Task to carry out -> Render every entry verbatim.

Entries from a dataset

'''

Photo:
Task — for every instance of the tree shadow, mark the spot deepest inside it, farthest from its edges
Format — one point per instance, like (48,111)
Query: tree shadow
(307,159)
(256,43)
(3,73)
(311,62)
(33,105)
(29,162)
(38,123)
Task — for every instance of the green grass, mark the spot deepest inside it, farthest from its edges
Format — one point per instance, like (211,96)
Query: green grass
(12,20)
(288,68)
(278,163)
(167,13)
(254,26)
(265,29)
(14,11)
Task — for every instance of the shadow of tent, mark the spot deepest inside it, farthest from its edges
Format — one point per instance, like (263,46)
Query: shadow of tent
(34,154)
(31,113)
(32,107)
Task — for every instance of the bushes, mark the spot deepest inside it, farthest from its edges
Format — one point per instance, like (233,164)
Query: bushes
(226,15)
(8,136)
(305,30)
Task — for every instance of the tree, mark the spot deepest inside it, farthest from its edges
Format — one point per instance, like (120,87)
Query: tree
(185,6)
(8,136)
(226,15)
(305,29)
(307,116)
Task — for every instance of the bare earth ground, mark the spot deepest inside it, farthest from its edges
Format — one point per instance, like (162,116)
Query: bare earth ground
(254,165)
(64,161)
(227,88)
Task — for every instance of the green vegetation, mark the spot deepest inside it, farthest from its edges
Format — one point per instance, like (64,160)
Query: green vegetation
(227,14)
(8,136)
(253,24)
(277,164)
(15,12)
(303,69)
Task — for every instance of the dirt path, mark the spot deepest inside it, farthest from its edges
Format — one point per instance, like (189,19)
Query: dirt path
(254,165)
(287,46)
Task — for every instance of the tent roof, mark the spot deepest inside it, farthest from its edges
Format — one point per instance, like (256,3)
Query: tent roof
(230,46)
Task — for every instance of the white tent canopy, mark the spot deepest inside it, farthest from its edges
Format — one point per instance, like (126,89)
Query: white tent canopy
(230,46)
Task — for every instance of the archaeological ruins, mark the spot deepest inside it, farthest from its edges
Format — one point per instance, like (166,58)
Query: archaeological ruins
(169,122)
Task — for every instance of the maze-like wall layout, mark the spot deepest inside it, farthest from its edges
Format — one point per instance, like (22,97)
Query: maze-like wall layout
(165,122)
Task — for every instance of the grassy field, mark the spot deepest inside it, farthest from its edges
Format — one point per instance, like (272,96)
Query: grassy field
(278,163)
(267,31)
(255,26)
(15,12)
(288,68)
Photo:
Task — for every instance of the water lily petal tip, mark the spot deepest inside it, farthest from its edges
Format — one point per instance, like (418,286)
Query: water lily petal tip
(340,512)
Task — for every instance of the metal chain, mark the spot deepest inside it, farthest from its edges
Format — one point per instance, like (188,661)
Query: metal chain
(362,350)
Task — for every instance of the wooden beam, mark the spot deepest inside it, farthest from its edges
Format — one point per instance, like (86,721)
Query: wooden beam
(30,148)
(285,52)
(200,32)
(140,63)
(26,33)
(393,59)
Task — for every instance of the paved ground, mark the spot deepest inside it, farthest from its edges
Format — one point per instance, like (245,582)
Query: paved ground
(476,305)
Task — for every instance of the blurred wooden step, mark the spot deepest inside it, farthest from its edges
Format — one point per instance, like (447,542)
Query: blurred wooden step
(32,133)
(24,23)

'''

Response to the exercise ->
Photo:
Task — for every instance of the tree shadow, mark the spot deepest inside it, farthest from its edges
Format — one point per instance, like (48,111)
Query: tree shadow
(307,159)
(256,43)
(3,73)
(311,62)
(33,105)
(29,162)
(38,123)
Task — for every instance of the green grass, mark the spot deepest inside it, farthest from its edges
Format — one point per instance, like (211,96)
Query: green grass
(12,20)
(288,68)
(278,163)
(167,13)
(254,26)
(265,29)
(14,11)
Task — for every instance of the shadow of tent, mark the spot deepest inside it, farthest from its edges
Format — one point per instance, like (263,46)
Query: shadow of tent
(34,154)
(31,113)
(32,107)
Task — for every instance of the bushes, mark the spot deepest inside it, farthest from its edges
Format — one point per instance, like (233,164)
Query: bushes
(226,15)
(8,136)
(305,30)
Task — for every instance of the tree, mark the spot deepest inside it, farthest from its edges
Format — one point per instance, like (120,87)
Query: tree
(185,6)
(8,136)
(226,15)
(305,29)
(307,116)
Task — for every instance of the bare earth ground, mark the spot deepest inside it, farthest from its edges
Format — one point per instance, like (162,116)
Query: bare earth ground
(254,165)
(64,161)
(227,88)
Task — for every instance of the green vegetation, mark the spot deepest inside it, farthest from its edges
Format — one point per instance, like (64,160)
Query: green vegetation
(227,14)
(8,136)
(253,24)
(277,164)
(15,12)
(303,69)
Task — for every instance of the dirt path, mark the spot deepest inside it, farthest from its edges
Format — one point per instance, like (189,19)
Query: dirt path
(254,165)
(287,46)
Task — for every instance of the tent roof, mark the spot deepest inside it, farthest from its edges
Format — one point per instance, like (256,3)
Query: tent roof
(230,46)
Task — for every instance of the white tent canopy, mark the spot deepest inside it, farthest from its edges
Format — one point per instance, like (126,89)
Query: white tent canopy
(230,46)
Task — for every instance of the archaeological ruins, mark the spot deepest inside it, farthest from its edges
Format — one point per instance, like (166,58)
Query: archaeological ruins
(169,122)
Task — for every instance of the maze-like wall layout, mark the spot deepest inside it, farthest from its edges
Format — one point per instance, like (22,97)
Query: maze-like wall layout
(165,122)
Task — for every instance of the grassy field, mark the spot deepest inside it, farthest from its edges
Format — one point per instance, like (272,96)
Query: grassy field
(278,163)
(267,31)
(255,26)
(15,12)
(288,68)
Photo:
Task — for every instance of the water lily petal tip, mark the spot deepest inside it, farthest from its edges
Format — one point per instance, like (418,286)
Query: water lily petal tip
(340,512)
Task — for every instance of the metal chain, mark the spot deepest inside it, farthest from its edges
Format — one point per instance, like (188,661)
Query: metal chain
(362,350)
Task — for every instance of the wooden beam, mark the spot deepest inside it, farthest from its edges
Format — one point per instance, like (86,721)
Query: wooden beam
(30,148)
(285,52)
(200,32)
(140,63)
(26,33)
(393,59)
Task — for every instance of the paved ground, mark the spot deepest inside it, farthest from its edges
Format — one point per instance, like (245,582)
Query: paved ground
(476,305)
Task — for every instance of the blurred wooden step, mark the spot deepest inside it, farthest from its edges
Format — one point per instance, like (447,542)
Query: blurred wooden step
(32,133)
(24,23)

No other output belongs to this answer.